----- RECORDS TO USE -----

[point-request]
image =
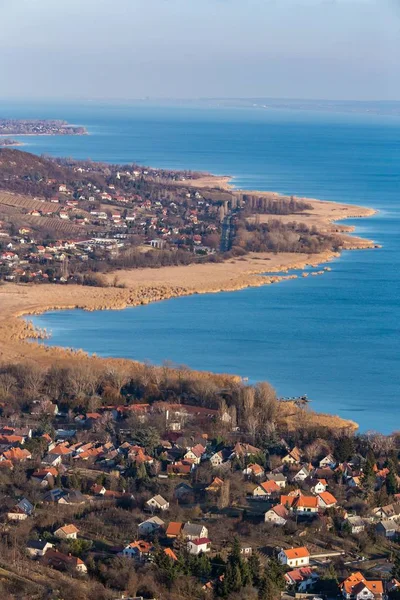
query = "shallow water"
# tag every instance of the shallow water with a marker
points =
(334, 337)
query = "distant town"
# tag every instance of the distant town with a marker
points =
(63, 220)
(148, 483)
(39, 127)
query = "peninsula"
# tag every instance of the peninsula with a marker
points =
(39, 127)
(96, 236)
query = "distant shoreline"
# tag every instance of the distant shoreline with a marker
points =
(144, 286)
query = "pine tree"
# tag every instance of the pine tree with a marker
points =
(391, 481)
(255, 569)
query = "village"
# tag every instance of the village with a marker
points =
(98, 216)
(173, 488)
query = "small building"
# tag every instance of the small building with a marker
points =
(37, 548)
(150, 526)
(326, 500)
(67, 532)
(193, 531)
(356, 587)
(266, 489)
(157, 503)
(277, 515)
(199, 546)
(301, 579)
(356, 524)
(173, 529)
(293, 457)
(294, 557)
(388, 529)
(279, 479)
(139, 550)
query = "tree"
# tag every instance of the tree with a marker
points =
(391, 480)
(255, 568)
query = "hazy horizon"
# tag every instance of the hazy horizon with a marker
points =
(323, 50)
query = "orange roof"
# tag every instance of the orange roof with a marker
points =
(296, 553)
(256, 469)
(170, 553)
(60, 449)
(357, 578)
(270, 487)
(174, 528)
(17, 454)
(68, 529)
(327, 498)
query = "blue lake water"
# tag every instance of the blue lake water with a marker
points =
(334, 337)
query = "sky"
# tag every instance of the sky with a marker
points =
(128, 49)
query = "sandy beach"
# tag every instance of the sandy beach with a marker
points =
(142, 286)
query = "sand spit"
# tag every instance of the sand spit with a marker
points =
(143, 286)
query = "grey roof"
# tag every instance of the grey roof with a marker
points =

-----

◆ **WHAT IS NEEDED**:
The lines above that hold the word "blue" should be found and copied out.

◆ **SOLUTION TO THE EXERCISE**:
query = "blue lake water"
# tag every instance of the blue lake water with a marker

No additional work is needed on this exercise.